* _Fragmento de texto_:

En cualquier caso, muchos podrían alegar que todas estas ayudas son insuficientes y que la "gratuidad" completa de la universidad puede ser una manera de que los ciudadanos más acaudalados, con su contribución en forma de altos impuestos, financien el acceso a la educación pública a las familias más desfavorecidas. Al fin y al cabo, supondría ir un paso más allá en un mecanismo que trata de garantizar la igualdad de oportunidades en la educación, mediante un sistema progresivo que favorece a los estudiantes con menos recursos.
El efecto regresivo de la universidad
Sin embargo, lo cierto es que este argumento es más bien erróneo, hasta el punto de que podríamos afirmar que la universidad pública es una de las áreas más socialmente regresivas del presupuesto público. En este sentido, y aunque la situación podría haber mejorado en los últimos años, gran parte de los estudios realizados al respecto coinciden en la regresividad de los sistemas públicos de educación superior, y organismos como Fedea respaldan esta tesis. En la misma línea, los trabajos de Diris y Oogue (2018) y Cabrales at al.(2018) concluyen que los modelos de financiación pública universitaria similares al vigente en España reportan efectos regresivos en la mayoría de países.

(Entradas de datos guardadas)
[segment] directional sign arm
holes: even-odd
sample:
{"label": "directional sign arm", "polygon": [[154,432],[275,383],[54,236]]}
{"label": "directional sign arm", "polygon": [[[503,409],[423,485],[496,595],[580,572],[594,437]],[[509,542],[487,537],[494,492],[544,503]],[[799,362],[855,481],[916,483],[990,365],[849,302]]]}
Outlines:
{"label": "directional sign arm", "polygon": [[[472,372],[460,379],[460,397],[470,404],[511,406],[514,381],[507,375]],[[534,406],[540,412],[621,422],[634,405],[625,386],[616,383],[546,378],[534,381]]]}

* _Qué harás_:
Contesta estas preguntas sobre el texto acerca de la universidad pública:
1. ¿Quiénes, según el texto, financiarían con sus altos impuestos el acceso a la educación pública de las familias más desfavorecidas?
2. ¿Qué organismo respalda la tesis de la regresividad de los sistemas públicos de educación superior?
3. ¿En qué año se publicó el trabajo de Diris y Oogue?

* _Tu solución_:
1. Los ciudadanos más acaudalados.
2. Fedea.
3. En 2018.